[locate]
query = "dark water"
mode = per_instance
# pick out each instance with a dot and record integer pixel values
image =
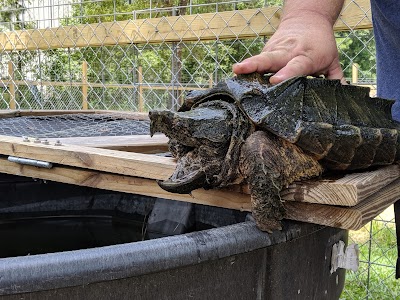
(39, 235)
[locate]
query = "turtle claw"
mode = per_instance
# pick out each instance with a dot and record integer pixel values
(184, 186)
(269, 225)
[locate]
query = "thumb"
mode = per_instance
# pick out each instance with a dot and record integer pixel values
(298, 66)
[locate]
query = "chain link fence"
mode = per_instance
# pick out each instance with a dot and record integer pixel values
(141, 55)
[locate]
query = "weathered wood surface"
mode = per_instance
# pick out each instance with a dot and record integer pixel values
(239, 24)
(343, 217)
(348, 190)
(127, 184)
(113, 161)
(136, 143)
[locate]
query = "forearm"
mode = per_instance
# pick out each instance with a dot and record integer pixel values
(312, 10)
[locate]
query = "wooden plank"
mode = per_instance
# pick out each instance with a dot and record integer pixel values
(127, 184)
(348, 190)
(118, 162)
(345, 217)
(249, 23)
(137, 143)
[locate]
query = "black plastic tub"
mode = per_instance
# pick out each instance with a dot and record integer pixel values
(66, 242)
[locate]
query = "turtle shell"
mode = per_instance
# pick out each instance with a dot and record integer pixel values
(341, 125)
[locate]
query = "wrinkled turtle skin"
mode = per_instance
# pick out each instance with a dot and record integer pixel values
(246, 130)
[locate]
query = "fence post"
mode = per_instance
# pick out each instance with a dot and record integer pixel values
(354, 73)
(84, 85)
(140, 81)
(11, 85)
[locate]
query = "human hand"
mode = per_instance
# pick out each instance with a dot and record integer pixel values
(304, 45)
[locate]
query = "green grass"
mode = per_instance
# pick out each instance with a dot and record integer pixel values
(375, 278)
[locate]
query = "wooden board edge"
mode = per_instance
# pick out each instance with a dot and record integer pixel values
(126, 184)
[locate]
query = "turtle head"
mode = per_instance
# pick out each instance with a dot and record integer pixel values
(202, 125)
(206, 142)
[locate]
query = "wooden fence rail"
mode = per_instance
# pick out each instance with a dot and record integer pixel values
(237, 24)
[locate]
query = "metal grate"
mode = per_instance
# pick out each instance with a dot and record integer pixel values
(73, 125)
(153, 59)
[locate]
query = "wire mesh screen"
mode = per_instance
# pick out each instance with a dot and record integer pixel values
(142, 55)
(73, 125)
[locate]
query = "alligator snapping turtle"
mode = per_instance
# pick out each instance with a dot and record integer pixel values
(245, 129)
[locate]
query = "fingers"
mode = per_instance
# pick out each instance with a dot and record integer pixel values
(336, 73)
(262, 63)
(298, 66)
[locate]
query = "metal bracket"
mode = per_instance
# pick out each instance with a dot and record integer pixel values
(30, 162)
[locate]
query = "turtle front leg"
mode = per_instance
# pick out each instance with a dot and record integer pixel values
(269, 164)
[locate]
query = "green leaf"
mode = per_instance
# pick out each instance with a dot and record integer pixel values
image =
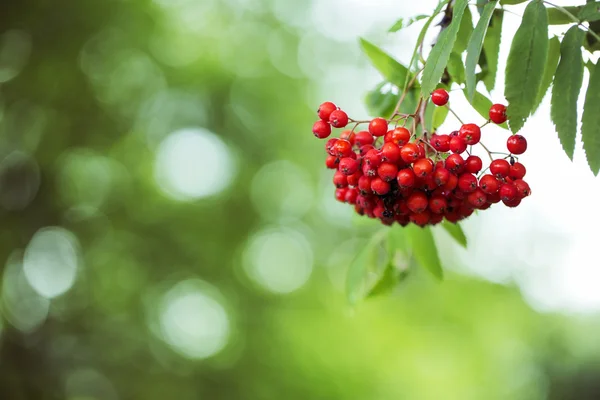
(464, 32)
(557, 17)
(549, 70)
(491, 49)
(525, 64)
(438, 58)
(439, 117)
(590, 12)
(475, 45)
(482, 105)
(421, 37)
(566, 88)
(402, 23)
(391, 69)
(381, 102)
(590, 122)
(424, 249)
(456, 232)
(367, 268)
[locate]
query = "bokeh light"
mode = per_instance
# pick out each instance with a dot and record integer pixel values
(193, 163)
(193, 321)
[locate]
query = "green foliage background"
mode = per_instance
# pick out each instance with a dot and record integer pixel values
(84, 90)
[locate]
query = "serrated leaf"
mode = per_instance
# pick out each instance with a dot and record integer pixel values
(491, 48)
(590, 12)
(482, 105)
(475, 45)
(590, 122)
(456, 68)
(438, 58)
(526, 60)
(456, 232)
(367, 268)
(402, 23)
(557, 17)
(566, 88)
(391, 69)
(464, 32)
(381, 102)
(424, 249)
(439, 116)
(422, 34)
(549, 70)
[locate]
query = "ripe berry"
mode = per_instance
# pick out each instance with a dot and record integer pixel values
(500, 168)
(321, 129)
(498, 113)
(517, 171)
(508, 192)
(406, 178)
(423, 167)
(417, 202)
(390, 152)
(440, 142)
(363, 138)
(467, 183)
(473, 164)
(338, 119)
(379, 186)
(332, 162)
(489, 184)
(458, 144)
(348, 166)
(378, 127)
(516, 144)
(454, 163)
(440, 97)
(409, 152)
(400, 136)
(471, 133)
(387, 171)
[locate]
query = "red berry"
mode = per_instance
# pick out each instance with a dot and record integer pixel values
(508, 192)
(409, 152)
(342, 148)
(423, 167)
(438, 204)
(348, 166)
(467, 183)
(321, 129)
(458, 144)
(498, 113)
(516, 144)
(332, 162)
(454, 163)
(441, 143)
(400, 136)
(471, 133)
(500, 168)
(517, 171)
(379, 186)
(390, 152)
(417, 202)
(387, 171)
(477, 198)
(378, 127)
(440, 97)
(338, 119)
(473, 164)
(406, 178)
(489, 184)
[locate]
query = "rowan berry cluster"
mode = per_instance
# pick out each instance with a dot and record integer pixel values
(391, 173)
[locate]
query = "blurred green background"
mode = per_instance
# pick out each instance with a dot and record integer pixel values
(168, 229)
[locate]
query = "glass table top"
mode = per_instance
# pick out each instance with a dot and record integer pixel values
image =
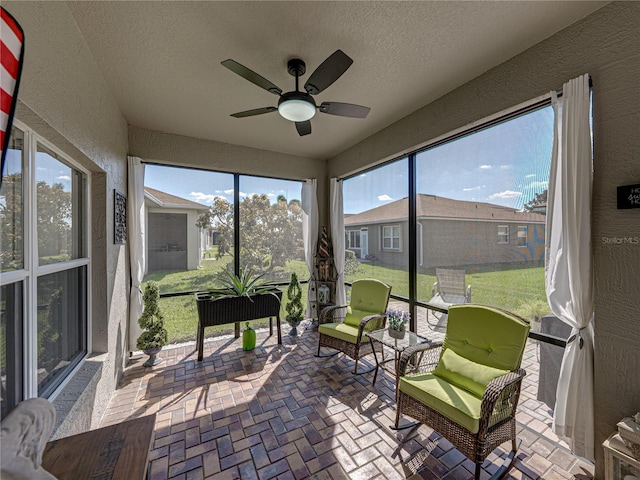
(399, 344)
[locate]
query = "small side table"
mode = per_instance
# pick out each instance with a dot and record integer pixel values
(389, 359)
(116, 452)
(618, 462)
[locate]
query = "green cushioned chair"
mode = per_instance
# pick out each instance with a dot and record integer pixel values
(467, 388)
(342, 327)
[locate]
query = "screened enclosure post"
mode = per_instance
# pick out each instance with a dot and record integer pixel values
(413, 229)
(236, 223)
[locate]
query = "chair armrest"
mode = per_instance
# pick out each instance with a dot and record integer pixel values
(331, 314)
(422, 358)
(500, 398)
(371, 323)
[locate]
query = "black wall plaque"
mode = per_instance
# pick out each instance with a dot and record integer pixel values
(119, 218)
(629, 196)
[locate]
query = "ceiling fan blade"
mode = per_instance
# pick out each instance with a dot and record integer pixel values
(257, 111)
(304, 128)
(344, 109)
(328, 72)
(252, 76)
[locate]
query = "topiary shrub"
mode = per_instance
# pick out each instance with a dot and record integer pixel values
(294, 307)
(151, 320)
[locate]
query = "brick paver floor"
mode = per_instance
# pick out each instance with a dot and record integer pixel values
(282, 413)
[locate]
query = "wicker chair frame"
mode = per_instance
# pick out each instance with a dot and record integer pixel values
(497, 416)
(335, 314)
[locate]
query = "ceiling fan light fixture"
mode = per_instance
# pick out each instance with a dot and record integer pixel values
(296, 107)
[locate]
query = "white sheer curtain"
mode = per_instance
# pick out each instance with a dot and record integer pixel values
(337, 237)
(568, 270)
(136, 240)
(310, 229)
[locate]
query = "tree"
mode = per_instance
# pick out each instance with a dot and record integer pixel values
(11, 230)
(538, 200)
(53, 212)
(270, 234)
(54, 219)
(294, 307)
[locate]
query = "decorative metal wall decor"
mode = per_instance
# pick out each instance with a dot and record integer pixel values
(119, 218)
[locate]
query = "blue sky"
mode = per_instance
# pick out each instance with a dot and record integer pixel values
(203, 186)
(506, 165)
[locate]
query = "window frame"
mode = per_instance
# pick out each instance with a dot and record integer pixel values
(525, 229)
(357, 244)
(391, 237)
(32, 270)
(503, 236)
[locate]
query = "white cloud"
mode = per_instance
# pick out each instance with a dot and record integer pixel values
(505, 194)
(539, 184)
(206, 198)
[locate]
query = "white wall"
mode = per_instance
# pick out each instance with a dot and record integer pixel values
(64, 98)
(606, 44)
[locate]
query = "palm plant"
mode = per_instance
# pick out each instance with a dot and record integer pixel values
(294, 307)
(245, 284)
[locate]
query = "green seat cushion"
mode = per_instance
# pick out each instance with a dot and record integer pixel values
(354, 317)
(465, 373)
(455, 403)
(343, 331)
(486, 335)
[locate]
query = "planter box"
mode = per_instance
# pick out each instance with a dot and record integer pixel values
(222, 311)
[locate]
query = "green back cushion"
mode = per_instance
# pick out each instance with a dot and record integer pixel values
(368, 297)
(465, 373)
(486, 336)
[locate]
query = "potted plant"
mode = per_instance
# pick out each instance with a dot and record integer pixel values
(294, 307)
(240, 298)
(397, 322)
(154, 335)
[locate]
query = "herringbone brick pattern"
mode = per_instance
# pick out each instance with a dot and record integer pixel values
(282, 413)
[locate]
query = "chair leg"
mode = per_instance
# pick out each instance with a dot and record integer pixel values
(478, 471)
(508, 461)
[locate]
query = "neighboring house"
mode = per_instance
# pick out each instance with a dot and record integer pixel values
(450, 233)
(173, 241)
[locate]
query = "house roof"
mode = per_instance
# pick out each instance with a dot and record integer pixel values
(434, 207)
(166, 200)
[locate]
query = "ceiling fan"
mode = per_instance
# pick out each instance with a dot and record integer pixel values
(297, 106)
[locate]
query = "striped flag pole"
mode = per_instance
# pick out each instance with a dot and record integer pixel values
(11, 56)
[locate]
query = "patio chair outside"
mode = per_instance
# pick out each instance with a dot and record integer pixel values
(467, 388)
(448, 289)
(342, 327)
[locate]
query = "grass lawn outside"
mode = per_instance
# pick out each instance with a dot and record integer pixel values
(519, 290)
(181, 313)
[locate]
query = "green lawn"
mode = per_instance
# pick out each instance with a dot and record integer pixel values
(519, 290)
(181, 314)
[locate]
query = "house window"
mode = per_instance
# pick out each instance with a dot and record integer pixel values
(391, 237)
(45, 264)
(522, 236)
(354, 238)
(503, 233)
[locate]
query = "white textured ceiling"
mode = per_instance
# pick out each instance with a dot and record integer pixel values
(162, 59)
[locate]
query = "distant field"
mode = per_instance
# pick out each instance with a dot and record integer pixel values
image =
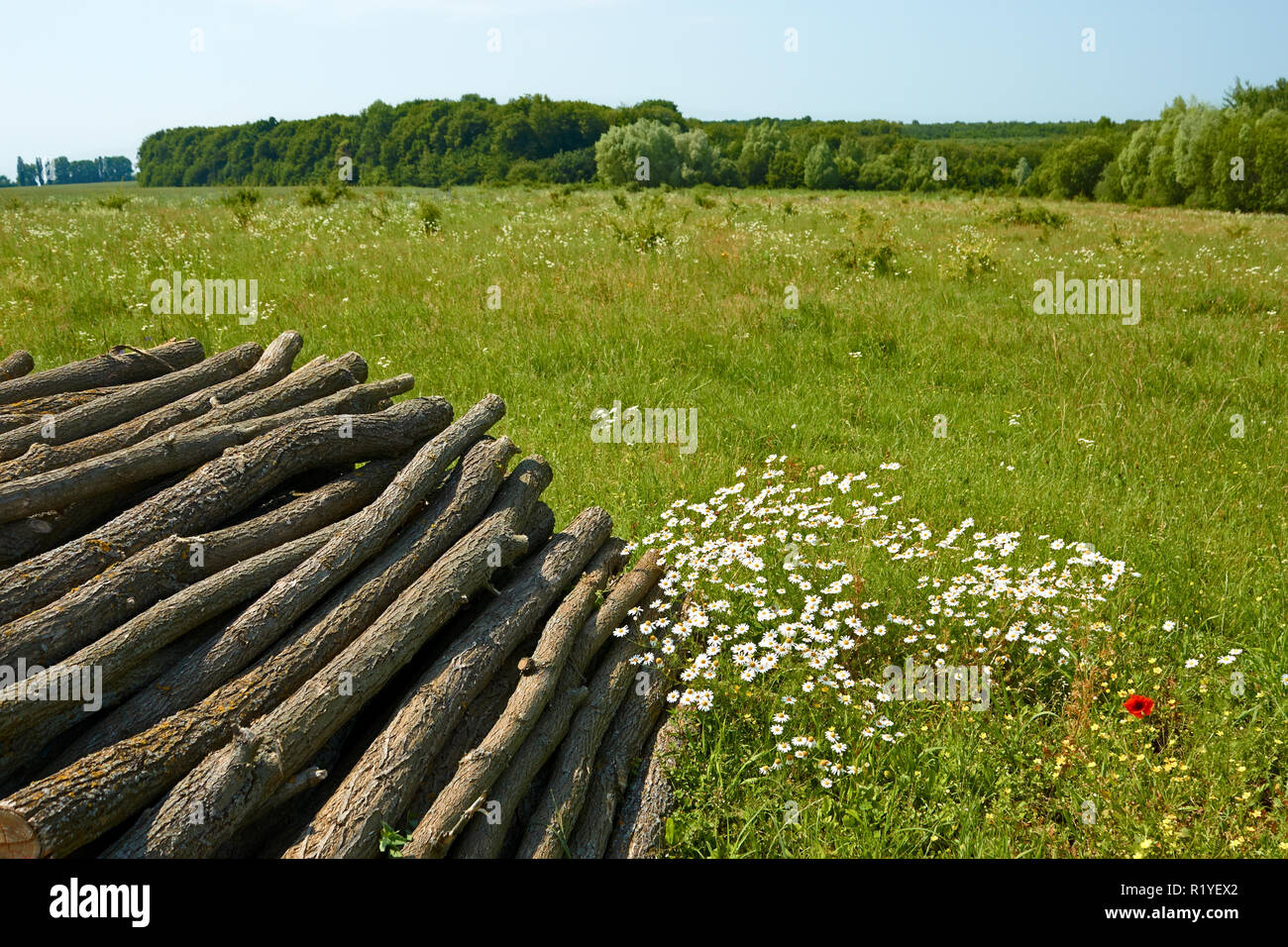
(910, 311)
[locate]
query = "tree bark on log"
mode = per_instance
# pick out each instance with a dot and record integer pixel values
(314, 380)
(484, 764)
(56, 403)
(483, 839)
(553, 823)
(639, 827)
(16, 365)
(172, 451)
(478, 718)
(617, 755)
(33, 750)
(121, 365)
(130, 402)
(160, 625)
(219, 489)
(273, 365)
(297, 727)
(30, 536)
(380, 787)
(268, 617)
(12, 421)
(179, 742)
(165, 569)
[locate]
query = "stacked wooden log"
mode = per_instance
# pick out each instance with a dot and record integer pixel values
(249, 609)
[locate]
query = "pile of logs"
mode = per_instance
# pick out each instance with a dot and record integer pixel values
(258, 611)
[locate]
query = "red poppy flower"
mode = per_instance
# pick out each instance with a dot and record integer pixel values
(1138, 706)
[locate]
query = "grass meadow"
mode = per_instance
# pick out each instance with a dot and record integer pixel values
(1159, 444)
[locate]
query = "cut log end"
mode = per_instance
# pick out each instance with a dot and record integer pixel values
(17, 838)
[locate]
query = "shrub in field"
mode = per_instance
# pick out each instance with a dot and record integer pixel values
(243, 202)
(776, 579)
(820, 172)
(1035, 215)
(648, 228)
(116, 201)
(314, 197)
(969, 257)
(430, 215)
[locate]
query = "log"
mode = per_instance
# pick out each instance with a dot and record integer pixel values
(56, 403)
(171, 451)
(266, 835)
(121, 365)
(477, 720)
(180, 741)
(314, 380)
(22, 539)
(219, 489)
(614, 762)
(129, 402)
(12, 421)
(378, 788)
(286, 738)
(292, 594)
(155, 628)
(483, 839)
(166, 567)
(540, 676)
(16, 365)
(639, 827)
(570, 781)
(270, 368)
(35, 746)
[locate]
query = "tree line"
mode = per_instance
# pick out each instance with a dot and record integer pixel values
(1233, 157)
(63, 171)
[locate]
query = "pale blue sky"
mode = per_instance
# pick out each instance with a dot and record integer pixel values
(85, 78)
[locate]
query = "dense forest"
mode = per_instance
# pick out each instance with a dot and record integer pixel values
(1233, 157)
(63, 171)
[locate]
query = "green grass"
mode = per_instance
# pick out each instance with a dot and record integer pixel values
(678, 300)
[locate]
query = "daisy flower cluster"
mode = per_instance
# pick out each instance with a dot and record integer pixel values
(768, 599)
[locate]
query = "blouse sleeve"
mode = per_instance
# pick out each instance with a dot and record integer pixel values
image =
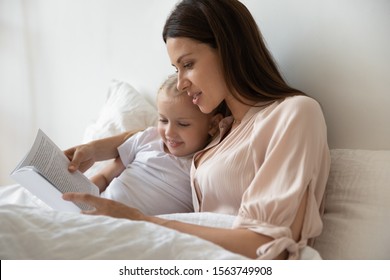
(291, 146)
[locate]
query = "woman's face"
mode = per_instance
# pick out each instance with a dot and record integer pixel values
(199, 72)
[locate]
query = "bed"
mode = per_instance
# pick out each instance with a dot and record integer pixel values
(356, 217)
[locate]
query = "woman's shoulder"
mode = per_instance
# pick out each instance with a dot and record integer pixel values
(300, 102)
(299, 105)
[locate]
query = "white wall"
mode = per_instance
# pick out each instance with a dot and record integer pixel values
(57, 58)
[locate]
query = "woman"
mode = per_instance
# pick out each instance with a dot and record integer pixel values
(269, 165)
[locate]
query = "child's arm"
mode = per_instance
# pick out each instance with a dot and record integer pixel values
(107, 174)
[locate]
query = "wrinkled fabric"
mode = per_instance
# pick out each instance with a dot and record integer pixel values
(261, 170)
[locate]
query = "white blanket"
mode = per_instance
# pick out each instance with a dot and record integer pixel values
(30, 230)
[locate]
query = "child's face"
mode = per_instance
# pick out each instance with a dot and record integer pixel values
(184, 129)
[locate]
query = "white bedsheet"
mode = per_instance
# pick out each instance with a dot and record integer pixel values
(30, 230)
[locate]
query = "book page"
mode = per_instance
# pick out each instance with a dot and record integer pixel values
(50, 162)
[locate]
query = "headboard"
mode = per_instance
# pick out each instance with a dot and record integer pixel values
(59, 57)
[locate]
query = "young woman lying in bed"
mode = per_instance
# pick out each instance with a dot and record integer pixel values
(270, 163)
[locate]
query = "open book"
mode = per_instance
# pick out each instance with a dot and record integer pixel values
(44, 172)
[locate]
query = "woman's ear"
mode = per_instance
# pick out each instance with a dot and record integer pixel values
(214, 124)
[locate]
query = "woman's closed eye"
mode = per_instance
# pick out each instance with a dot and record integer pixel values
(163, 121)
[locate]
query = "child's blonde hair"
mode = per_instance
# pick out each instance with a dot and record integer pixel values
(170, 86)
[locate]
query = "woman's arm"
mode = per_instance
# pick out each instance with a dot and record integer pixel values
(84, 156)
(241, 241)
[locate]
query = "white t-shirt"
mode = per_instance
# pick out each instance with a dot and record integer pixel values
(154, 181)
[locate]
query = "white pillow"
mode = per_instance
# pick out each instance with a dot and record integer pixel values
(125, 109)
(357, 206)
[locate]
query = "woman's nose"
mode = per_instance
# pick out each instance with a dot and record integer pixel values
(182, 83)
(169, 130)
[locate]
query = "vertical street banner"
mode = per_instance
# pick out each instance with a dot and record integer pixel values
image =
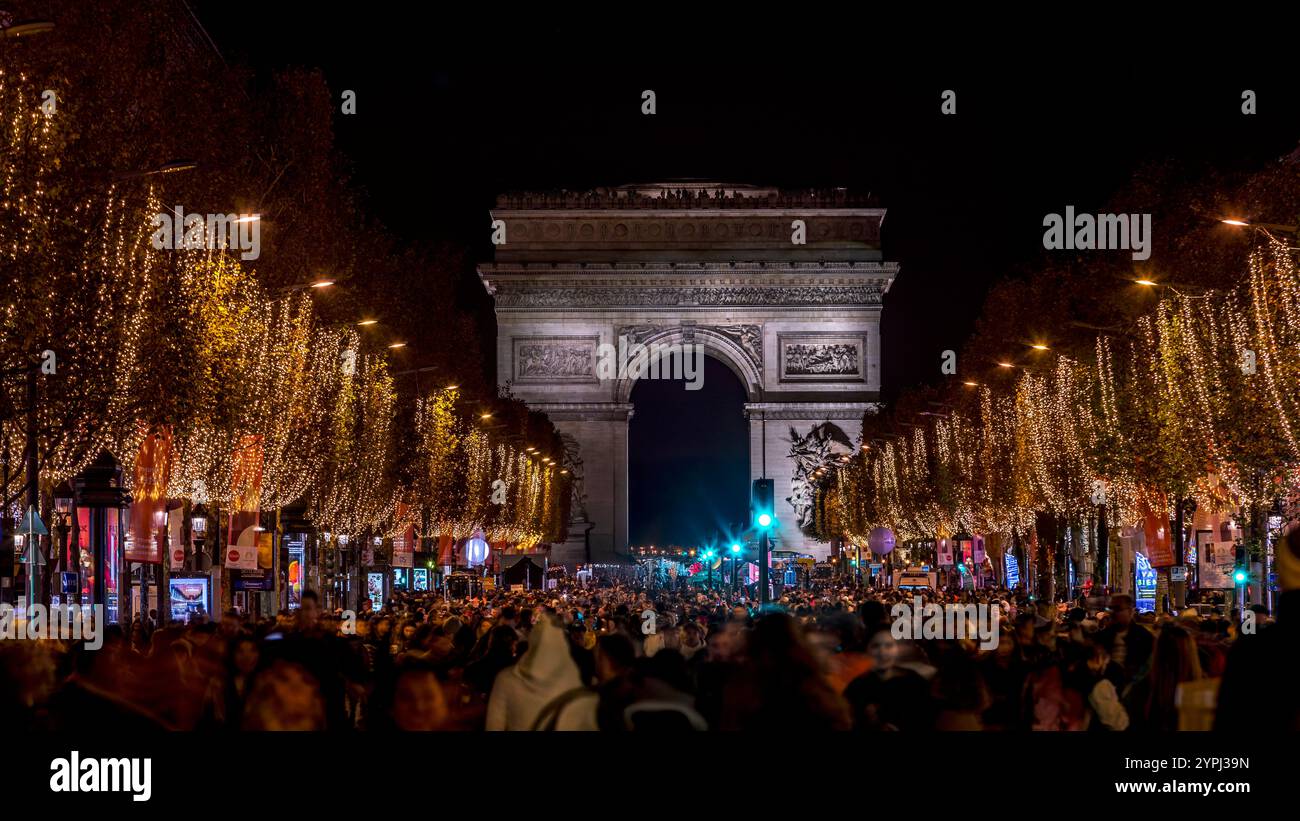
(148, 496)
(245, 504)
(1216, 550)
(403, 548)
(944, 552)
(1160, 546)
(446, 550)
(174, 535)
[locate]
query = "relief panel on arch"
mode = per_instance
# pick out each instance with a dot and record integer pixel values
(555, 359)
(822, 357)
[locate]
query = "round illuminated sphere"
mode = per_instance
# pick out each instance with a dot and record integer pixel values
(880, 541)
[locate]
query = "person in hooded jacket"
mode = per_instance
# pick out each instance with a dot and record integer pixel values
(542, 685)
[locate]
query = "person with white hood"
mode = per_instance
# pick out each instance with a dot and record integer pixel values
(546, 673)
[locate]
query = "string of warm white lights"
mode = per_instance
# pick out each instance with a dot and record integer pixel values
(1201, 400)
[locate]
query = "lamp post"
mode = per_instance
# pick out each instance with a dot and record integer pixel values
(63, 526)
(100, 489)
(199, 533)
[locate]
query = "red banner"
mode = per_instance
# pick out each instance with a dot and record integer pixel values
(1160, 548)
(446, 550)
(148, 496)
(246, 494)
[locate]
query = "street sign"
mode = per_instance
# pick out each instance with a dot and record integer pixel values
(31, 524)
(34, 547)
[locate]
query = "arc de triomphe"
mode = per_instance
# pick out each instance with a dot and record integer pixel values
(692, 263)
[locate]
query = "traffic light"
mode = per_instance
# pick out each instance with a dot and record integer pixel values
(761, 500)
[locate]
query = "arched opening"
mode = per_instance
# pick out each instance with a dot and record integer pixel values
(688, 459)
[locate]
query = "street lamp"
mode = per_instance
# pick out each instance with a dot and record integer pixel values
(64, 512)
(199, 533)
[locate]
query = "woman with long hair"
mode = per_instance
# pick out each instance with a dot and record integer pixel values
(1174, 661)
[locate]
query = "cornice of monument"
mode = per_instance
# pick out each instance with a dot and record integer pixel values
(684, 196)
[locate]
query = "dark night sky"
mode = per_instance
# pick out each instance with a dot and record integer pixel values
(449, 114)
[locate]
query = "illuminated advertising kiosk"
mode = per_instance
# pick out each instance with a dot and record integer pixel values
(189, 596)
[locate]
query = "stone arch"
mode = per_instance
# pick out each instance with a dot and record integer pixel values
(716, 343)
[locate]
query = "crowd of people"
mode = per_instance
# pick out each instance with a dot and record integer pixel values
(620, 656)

• [WORK TO COMPLETE] Pull out every line of the material above that contains the word "flower".

• [FULL OUTPUT]
query = "red poppy flower"
query = "daisy flower cluster"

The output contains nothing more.